INSTRUCTION >>
Return the lines below unchanged, everything from the first line down to the line containing "pixel 70 258", with both ends included.

(Point annotation dataset lines)

— Begin —

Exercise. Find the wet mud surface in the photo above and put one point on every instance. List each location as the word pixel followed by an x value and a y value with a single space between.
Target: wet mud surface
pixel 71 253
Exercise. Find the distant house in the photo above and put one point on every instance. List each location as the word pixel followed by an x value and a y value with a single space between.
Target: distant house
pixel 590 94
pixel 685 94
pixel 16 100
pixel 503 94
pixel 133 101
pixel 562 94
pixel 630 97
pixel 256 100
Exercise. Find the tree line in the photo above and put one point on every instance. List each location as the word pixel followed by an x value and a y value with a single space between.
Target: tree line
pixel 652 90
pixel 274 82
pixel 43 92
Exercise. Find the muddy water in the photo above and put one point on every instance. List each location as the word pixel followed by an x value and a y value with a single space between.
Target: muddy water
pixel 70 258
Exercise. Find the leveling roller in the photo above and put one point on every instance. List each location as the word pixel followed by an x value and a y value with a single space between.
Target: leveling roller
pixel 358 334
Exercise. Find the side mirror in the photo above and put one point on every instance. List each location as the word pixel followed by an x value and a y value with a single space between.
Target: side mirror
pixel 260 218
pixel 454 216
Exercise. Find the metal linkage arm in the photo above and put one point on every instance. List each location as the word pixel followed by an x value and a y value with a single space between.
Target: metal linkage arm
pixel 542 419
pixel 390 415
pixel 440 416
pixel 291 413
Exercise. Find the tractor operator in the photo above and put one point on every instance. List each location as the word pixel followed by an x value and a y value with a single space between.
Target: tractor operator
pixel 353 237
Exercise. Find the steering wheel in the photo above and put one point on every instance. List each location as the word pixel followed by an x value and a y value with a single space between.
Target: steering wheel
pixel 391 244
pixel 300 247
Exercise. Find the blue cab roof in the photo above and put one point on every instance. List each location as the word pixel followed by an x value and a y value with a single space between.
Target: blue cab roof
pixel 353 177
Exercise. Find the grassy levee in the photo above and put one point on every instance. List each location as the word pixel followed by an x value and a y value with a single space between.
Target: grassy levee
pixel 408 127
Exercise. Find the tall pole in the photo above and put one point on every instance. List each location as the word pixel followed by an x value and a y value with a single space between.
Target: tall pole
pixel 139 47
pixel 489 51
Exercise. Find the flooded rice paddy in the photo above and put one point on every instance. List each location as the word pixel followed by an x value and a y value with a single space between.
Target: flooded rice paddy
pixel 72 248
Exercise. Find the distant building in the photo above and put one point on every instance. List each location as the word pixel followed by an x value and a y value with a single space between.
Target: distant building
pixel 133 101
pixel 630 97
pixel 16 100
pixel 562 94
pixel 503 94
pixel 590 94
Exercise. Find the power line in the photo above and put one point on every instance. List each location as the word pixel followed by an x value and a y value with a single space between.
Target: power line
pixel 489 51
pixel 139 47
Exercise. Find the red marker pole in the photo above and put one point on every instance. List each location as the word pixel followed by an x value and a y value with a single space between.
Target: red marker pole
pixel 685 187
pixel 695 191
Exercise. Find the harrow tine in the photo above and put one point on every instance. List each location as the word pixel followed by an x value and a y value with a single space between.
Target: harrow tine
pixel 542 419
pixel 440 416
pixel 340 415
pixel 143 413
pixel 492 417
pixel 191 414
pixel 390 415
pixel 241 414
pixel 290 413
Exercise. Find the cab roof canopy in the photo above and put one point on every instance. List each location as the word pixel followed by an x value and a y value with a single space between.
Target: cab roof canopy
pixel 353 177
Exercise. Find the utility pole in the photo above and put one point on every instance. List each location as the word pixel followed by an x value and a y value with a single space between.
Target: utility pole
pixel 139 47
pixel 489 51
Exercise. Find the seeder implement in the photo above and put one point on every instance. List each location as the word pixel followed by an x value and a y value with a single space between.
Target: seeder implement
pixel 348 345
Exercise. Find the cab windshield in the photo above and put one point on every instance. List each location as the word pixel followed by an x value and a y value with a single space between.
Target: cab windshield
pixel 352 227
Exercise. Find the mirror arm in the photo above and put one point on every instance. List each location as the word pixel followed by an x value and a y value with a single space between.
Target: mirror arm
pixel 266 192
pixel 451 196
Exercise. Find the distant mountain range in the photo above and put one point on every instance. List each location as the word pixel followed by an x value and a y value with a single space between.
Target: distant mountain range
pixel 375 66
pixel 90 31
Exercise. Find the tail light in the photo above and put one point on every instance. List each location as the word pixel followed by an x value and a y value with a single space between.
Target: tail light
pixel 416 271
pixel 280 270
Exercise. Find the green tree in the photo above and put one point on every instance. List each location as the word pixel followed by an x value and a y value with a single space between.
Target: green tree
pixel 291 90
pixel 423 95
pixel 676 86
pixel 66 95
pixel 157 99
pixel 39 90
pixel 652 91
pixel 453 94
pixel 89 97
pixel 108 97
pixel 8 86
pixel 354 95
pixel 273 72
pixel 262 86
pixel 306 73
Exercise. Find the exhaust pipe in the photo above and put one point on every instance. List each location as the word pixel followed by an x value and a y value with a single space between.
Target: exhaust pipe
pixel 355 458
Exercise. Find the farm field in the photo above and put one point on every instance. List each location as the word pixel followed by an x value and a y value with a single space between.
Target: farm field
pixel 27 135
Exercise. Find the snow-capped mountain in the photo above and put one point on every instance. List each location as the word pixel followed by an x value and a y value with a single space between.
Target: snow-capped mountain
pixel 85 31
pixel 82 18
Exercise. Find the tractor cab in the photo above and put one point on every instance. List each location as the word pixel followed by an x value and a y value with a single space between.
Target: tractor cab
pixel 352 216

— End —

TASK SOLUTION >>
Exercise. Find the wet mud surface in the photo above and put one point on every instance. List each location as the word pixel followed by an x value and a y value with a single space between.
Target: wet mud surface
pixel 71 253
Exercise. Find the distant house in the photo above and put one point on every instance. List each location as the word pixel followed by an x value and a y value with a single space between.
Target: distant house
pixel 590 94
pixel 685 94
pixel 16 100
pixel 503 94
pixel 133 101
pixel 562 94
pixel 630 97
pixel 256 100
Exercise. Find the tree line in the photo above and put one point on every instance. List each location as the word pixel followed by an x value and a y value with a single space between.
Target: tree line
pixel 652 90
pixel 274 82
pixel 43 92
Exercise. Find the muddy water in the photo above and put one point on every instance. List each location as the word pixel followed by an x value and a y value with a single space between.
Target: muddy water
pixel 70 258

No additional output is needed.